- _What is required_: Transcribe each record exactly. Include every one.

----

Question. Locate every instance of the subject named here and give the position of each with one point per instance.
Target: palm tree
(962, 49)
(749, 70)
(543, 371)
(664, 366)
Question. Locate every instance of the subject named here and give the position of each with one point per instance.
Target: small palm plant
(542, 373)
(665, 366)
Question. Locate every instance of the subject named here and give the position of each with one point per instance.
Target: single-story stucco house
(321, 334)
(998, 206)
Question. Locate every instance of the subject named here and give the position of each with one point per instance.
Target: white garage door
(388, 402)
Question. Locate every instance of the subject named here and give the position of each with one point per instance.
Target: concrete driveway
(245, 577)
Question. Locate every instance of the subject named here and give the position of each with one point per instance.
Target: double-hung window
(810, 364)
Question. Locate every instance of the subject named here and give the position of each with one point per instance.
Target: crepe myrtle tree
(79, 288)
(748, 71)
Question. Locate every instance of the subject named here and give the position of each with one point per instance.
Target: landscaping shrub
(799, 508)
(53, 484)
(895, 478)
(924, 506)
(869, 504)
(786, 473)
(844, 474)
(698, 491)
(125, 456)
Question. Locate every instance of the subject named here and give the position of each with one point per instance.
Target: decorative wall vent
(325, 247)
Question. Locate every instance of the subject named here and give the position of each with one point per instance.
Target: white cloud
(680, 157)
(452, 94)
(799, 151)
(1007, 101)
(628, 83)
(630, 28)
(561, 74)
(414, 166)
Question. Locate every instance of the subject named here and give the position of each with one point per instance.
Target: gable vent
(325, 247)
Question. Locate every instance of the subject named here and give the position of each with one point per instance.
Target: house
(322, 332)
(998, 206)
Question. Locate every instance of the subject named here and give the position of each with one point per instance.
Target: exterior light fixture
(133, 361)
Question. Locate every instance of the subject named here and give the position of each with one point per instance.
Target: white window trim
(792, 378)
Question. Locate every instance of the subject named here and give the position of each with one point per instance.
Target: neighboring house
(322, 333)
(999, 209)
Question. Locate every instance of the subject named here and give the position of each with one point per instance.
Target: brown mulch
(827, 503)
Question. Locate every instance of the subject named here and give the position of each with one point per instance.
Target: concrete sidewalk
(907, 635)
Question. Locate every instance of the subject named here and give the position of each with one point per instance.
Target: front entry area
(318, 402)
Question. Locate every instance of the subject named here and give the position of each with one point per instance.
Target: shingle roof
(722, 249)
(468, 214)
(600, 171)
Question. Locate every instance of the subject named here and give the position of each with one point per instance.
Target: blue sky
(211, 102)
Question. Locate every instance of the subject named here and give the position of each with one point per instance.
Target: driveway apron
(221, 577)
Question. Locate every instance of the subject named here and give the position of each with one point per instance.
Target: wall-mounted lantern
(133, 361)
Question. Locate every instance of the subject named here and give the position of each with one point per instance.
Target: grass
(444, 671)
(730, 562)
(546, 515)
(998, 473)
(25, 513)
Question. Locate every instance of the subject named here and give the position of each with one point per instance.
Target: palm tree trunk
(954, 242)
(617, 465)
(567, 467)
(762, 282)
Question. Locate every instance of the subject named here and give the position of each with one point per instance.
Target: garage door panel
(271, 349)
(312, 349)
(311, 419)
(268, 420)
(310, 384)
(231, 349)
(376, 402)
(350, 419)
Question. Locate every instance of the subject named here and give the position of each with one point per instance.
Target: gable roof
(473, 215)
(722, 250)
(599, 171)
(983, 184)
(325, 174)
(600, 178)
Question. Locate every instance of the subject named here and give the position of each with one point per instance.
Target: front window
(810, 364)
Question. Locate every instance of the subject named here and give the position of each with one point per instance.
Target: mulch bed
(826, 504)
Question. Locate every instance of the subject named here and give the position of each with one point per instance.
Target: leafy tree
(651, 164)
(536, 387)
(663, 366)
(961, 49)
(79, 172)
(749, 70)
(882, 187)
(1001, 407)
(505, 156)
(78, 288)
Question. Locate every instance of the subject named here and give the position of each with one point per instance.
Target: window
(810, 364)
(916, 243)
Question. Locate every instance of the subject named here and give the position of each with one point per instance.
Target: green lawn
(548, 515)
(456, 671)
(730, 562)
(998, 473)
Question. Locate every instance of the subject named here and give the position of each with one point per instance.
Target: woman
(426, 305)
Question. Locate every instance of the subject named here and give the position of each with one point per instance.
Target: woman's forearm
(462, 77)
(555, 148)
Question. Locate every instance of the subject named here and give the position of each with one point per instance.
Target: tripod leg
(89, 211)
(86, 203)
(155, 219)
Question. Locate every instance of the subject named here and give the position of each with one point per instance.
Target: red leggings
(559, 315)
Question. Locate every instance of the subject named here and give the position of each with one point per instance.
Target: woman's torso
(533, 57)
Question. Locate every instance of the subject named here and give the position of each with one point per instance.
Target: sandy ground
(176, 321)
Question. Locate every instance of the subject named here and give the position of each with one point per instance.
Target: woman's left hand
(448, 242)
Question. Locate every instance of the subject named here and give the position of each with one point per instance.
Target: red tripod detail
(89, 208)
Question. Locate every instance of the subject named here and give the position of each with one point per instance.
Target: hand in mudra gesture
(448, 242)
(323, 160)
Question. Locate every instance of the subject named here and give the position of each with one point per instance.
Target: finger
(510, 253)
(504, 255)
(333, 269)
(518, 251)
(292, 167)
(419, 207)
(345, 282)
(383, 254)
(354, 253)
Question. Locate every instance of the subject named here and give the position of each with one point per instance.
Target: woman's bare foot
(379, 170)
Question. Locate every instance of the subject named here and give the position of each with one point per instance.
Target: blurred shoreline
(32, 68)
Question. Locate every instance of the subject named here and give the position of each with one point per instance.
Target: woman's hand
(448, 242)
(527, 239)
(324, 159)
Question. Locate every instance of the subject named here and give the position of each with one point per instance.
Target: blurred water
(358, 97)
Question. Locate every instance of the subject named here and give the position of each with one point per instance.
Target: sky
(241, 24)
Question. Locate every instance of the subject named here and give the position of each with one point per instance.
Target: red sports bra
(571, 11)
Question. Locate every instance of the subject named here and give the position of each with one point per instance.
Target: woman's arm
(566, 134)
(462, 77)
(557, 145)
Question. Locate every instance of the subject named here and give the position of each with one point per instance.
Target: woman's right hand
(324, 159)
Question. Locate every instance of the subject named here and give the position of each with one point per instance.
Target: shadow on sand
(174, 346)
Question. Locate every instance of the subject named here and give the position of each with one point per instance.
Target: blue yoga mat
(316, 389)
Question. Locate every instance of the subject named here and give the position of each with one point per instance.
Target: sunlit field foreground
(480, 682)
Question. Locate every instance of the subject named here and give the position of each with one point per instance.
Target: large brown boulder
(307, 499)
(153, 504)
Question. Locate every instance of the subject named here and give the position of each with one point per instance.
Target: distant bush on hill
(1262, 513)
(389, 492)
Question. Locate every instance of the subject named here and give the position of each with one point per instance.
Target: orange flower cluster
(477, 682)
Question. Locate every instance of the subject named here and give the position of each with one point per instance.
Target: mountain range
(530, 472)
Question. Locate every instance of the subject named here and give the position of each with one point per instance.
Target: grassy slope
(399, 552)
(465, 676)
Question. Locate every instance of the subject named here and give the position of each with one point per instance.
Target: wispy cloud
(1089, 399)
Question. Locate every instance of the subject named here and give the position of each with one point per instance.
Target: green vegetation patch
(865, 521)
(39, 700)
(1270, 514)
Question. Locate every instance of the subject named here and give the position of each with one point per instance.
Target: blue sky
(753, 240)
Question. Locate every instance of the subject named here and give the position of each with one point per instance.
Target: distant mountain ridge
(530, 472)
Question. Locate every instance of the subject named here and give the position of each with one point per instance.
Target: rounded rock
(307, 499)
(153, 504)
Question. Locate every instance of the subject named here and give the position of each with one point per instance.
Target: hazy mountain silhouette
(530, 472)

----

- _Exercise response_:
Question. Locate every instance of the subject named here and give the position of each with one point per instance.
Target: palm tree
(962, 49)
(749, 70)
(543, 371)
(664, 366)
Question. Locate every instance of the subject named here and give the position of each with one point per instance.
Target: small palm plant
(542, 373)
(665, 366)
Question. Locate every instance of the subject named here and give the position of each with one point per instance.
Target: single-story stucco house
(321, 334)
(998, 206)
Question. Locate every instance of the subject named here and give the position of each with one point per instance.
Target: white garage door
(388, 402)
Question. Locate every instance of the subject named here and give the position of each with one point per instance.
Target: concrete driveway
(245, 577)
Question. Locate every instance of the subject named here and give the position of each with one point per instance.
Target: double-hung window
(810, 364)
Question. Locate every instance of the subject named here and give the position of each with one point per instance.
Target: crepe myrtle tree
(79, 288)
(748, 71)
Question. Locate every instance of the subject named here and give the position of each with one point per instance.
Target: landscaping shrub
(799, 508)
(53, 484)
(895, 478)
(924, 506)
(869, 504)
(786, 473)
(844, 474)
(698, 491)
(125, 456)
Question. Locate every instance of the subject named here and give the position of each with one point per instance.
Target: decorative wall vent
(325, 247)
Question. Locate every instance of the subject named here and give the position of each with one point per instance.
Target: white cloud
(680, 157)
(452, 94)
(799, 151)
(1007, 101)
(628, 83)
(630, 28)
(561, 74)
(414, 166)
Question. Locate every instance of the subject named here and give the position of each with one point per instance.
Target: gable vent
(325, 247)
Question. Locate every instance of the subject named here and give the position of each with one point per instance.
Target: house
(322, 332)
(998, 206)
Question. Locate every instance of the subject named here and give the position of each with one point per instance.
Target: exterior light fixture
(133, 361)
Question. Locate every instance of the subject named here and give the position of each with one point per instance.
Target: white window trim
(792, 378)
Question. Locate every instance of the subject named here and give the position of each with one point per instance.
Target: neighboring house
(322, 333)
(999, 209)
Question. Locate every instance of the subject named here and give the position of each with one point per instance.
Target: brown mulch
(827, 503)
Question. Locate every instance of the subject named here and give the position of each with one point per instance.
Target: concrete sidewalk
(907, 635)
Question. Locate every instance of the subject named here and give the position of each with one point per instance.
Target: front entry area
(318, 402)
Question. Locate every instance of the subject named here and give the position of each with one point per instance.
Target: shingle roof
(722, 249)
(468, 214)
(600, 171)
Question. Locate every instance of the subject named here and give the position of each with one point per instance.
Target: blue sky
(211, 102)
Question. Locate every instance of the subject named here and give the position of each with one point per instance.
Target: driveway apron
(221, 577)
Question. Locate every instance of the subject named here and give the position of each with one point per instance.
Target: wall-mounted lantern
(133, 361)
Question. Locate every instance of the subject named here and give the position of each with one point per instance.
Target: grass
(444, 671)
(730, 562)
(546, 515)
(998, 473)
(25, 513)
Question. Locate every instance of the subject named here and give the position of each with one point per instance.
Target: palm tree trunk
(954, 242)
(617, 465)
(567, 467)
(762, 282)
Question. Locate every instance of the subject named here and give the position of each with one point per instance.
Target: garage door panel
(271, 349)
(312, 349)
(311, 419)
(268, 420)
(310, 384)
(231, 349)
(376, 402)
(350, 419)
Question. Locate every instance of the subject named here and give the position of each with one point per instance.
Target: gable roof
(473, 215)
(722, 250)
(599, 171)
(983, 184)
(325, 174)
(600, 178)
Question. Locate every instance of the subject named here and give the position of each with one point per instance.
Target: front window
(810, 364)
Question. Locate every instance of the subject named here and give the position of each with one point per instance.
Target: mulch bed
(826, 504)
Question. Locate every instance of the subject named here and give the position of each with one point per instance.
Target: leafy tree
(651, 164)
(536, 387)
(663, 366)
(961, 49)
(79, 172)
(749, 70)
(882, 187)
(1001, 407)
(505, 156)
(78, 288)
Question. Locate every instance of the subject named here and give the position of each with one point per instance.
Target: window
(810, 364)
(916, 243)
Question. Locate every instance of the subject named here and give the position of each with one point per instance.
Target: green lawn
(548, 515)
(456, 671)
(730, 562)
(998, 473)
Question. Locate every instance of the subject named here and give the position of each with one point per instance.
Target: woman
(426, 305)
Question. Locate every instance of the subject named here and give the position of each with one point per instance.
Target: woman's forearm
(462, 77)
(555, 148)
Question. Locate every instance of the subject named here and give the position of each with one point per instance.
Target: tripod leg
(89, 211)
(86, 203)
(155, 219)
Question. Locate every instance of the subject named here and give the position of each with one point per instance.
Target: red leggings
(559, 315)
Question. Locate every instance of the subject named here and give the position of each with one point per instance.
Target: woman's torso
(533, 57)
Question. Locate every instance of the subject named here and give the position of each with one point per instance.
Target: sandy ground
(176, 321)
Question. Locate every instance of the subject named here and give the position of each with one point per instance.
Target: woman's left hand
(448, 242)
Question. Locate every instance of the subject named here and give the position of each with one point per instance.
Target: red tripod detail
(89, 208)
Question. Locate every instance of the subject named here and give the position of each with one point per instance.
Target: hand in mudra gesture
(448, 242)
(323, 160)
Question. Locate every instance of the subject named here and give the position of each with one point per instance.
Target: finger
(510, 253)
(504, 255)
(333, 269)
(518, 251)
(292, 167)
(419, 207)
(345, 282)
(383, 254)
(354, 253)
Question. Locate every instance of the subject named here and give the position of each with one point per instance.
Target: woman's bare foot
(379, 170)
Question. Locate every instance of the subject named here and give the position of each with one point per instance.
Target: blurred shoreline
(32, 68)
Question. Locate every instance of the subject named here and give the position of each with one point per instance.
Target: woman's hand
(448, 242)
(527, 239)
(324, 159)
Question. Locate every instance of the subject named here and give the position of each with one point per instance.
Target: blurred water
(358, 97)
Question. Locate every instance of the subject named here and give the position of each with one point per instance.
Target: sky
(241, 24)
Question. Locate every instance of the subject named here and give the position of each with one point per instance.
Target: red sports bra
(571, 11)
Question. Locate every instance of the subject named here and give the position of each with one point per instance.
Target: woman's arm
(566, 134)
(462, 77)
(557, 145)
Question. Locate every instance of the subject named here and give the position of each with one point per instance.
Target: woman's right hand
(324, 159)
Question. Locate every instance of the subject named here and give the position of each with one point per instance.
Target: shadow on sand
(174, 346)
Question. Locate every instance of the subject named here and give the position of each with one point per instance.
Target: blue yoga mat
(316, 389)
Question. Locate every instance of the subject named here and give the position of each with one point per instance.
Target: sunlit field foreground
(480, 682)
Question. Locate every instance of the subject named here and give the position of each with one point per instance.
Target: large brown boulder
(307, 499)
(153, 504)
Question. Locate every instance of the subject named here and give the position of each with one point per instance.
Target: distant bush on hill
(1262, 513)
(389, 492)
Question. Locate every instance of the subject named here and give the position of each with one point per instance.
Target: orange flower cluster
(477, 682)
Question. Locate every instance of the subject named here and give the position of each with one point per instance.
Target: mountain range
(530, 472)
Question. Locate every instance of the subject named here and give the position of each with one point per instance.
Target: grassy slope
(399, 552)
(465, 676)
Question. Locate every instance of the subject named here and give the position of each with one point per instance.
Target: wispy cloud
(1089, 399)
Question. Locate every instance of the subject named here and give the position of each with one point per instance.
Target: green vegetation patch
(865, 521)
(39, 700)
(1270, 514)
Question. Locate every instance of the subject named here and give the position of each with one point per instance.
Target: blue sky
(753, 240)
Question. Locate every instance of the subject named here and give the position of each with one point per instance.
Target: distant mountain ridge
(530, 472)
Question. Locate every instance of the subject named here and give the position of each with one point per instance.
Target: rounded rock
(307, 499)
(153, 504)
Question. Locate every instance of the subject named here and give the position of each with one point per instance.
Target: hazy mountain silhouette
(530, 472)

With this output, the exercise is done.